## TASK DESCRIPTION
The expected response is a copy of every line in the entries below that includes the word "lych".
=== INPUT DATA ===
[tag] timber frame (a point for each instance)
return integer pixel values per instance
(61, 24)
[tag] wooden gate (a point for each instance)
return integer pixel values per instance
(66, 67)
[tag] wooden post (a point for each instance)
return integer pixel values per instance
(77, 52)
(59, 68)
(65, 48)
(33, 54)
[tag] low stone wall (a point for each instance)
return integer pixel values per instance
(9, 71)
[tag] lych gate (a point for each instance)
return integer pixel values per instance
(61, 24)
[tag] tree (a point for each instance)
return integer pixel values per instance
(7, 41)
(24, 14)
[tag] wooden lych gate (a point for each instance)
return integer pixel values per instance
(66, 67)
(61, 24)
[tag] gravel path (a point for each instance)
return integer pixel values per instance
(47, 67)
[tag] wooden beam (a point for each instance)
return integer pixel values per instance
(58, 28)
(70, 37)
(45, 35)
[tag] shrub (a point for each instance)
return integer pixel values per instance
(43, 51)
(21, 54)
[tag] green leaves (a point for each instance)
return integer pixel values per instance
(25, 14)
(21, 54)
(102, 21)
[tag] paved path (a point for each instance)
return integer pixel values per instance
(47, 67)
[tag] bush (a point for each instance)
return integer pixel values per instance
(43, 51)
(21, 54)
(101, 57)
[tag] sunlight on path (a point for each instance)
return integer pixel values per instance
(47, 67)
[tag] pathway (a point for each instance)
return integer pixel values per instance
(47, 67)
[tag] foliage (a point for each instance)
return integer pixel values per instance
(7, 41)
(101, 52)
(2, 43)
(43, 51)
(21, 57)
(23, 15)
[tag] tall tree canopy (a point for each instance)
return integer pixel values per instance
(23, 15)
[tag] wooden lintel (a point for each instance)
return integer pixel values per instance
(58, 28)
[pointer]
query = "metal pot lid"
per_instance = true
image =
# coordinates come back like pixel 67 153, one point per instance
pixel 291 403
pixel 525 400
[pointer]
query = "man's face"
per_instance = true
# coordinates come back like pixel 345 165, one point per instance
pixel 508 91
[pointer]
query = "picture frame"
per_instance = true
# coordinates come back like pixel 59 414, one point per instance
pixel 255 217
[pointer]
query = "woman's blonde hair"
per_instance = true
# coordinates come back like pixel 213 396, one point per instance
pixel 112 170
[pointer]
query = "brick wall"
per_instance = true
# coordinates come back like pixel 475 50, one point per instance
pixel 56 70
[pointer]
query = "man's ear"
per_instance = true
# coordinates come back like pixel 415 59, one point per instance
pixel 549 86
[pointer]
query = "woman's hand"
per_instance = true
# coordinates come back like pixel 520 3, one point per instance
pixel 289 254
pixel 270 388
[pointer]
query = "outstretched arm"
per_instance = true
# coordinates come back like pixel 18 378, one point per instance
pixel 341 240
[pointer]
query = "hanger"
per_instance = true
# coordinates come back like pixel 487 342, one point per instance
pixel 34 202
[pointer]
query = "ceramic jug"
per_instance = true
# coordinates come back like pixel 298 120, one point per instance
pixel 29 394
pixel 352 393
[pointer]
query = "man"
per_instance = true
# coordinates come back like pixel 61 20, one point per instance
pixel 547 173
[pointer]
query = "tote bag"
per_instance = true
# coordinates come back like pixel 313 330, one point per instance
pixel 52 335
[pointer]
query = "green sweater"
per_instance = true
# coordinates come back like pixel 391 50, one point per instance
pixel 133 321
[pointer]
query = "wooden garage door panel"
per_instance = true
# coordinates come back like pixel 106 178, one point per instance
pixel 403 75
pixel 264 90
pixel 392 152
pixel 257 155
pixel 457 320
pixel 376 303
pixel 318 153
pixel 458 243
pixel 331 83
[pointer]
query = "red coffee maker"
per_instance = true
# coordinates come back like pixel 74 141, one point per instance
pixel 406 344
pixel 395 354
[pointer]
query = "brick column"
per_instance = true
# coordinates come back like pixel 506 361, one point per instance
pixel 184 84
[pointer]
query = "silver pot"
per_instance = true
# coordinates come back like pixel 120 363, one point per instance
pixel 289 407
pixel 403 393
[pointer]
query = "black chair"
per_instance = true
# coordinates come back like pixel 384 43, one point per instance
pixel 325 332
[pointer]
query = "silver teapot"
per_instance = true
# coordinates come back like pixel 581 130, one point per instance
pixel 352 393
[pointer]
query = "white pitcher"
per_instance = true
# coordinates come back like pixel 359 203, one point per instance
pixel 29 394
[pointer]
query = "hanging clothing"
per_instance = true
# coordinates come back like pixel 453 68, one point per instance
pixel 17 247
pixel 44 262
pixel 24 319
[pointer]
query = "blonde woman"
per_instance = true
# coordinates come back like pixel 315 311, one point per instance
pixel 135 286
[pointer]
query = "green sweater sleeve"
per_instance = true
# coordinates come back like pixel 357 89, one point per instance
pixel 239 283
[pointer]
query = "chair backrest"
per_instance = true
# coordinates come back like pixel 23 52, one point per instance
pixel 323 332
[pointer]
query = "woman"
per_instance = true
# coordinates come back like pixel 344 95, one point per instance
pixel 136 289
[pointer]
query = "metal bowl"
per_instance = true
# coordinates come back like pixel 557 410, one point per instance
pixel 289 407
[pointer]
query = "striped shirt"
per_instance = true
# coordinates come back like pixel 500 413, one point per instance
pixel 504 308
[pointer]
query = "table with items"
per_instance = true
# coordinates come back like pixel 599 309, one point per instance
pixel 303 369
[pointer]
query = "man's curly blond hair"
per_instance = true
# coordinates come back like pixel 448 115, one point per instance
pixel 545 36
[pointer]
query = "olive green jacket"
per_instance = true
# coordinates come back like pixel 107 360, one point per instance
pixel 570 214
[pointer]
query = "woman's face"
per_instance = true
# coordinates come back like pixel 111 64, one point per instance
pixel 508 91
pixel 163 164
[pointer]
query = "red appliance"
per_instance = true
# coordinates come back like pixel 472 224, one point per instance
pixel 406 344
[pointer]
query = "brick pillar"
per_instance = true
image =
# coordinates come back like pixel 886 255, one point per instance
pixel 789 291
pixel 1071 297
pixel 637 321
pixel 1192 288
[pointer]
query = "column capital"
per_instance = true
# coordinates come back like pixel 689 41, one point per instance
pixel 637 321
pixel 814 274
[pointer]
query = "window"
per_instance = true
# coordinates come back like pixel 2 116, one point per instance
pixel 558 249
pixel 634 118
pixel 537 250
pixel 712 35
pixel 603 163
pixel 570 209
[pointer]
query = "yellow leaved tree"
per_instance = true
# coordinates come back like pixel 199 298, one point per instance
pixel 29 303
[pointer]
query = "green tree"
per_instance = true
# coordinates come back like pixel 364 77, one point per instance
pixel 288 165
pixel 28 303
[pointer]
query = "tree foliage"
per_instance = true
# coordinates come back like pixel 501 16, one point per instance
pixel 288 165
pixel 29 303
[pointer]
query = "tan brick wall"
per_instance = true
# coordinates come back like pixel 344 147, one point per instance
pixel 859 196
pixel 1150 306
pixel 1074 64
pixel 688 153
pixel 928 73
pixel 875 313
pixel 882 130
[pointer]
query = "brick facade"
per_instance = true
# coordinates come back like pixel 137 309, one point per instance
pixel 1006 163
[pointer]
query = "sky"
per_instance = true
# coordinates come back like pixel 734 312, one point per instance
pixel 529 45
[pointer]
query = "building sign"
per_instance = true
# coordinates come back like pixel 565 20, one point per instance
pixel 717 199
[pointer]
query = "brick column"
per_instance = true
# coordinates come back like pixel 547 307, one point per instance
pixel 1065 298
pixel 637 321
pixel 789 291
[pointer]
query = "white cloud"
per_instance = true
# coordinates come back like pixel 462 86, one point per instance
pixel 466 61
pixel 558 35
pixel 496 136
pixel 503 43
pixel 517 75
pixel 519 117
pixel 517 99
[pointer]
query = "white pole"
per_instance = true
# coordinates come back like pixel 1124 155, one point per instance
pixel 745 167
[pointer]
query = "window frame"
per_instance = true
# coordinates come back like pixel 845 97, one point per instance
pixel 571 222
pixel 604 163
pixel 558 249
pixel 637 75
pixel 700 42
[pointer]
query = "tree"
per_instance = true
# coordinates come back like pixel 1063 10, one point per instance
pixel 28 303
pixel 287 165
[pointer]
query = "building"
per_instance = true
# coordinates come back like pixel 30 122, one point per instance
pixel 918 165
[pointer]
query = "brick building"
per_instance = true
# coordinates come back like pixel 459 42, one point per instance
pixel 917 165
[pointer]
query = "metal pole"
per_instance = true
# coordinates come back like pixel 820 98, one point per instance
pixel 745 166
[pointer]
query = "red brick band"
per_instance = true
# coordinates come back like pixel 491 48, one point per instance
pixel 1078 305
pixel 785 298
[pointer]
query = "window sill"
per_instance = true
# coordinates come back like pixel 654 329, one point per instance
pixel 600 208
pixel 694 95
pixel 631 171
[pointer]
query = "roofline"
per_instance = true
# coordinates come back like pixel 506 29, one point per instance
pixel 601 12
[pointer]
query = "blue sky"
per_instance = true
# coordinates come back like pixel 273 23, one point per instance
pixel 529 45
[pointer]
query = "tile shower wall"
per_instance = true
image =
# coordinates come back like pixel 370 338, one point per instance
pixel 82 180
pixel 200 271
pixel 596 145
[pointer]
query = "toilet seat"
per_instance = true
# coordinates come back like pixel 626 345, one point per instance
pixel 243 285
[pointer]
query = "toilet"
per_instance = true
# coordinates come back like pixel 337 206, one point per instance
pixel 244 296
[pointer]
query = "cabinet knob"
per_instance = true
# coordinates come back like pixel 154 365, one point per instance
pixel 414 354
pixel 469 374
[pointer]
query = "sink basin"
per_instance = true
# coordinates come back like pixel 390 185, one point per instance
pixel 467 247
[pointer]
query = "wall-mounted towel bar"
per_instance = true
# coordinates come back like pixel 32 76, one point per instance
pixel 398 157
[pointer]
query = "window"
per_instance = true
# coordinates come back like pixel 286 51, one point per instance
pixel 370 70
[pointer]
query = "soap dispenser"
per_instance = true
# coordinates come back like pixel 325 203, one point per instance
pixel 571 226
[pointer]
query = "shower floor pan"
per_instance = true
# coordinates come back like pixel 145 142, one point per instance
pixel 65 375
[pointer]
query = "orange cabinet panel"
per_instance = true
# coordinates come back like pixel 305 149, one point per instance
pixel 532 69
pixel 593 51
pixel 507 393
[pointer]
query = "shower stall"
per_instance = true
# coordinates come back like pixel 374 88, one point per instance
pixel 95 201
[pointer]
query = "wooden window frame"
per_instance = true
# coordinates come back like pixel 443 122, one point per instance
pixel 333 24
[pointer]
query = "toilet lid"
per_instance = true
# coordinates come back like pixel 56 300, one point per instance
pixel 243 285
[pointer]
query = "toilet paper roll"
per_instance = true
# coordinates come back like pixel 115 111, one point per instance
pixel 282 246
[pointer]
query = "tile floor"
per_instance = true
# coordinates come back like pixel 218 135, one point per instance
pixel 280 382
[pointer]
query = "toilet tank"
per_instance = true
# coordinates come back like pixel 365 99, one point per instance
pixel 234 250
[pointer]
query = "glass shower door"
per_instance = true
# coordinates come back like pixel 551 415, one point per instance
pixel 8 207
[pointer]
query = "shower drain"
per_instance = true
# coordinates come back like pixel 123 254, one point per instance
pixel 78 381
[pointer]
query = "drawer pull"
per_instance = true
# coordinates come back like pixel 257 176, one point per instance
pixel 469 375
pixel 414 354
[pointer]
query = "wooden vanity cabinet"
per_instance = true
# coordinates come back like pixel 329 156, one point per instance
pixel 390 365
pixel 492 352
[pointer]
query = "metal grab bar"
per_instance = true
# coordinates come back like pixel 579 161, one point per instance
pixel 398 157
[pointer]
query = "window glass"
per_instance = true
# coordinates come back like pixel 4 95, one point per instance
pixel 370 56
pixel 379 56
===
## OUTPUT OF THE TASK
[tag] lych gate (a point for each instance)
[tag] wooden lych gate (a point for each instance)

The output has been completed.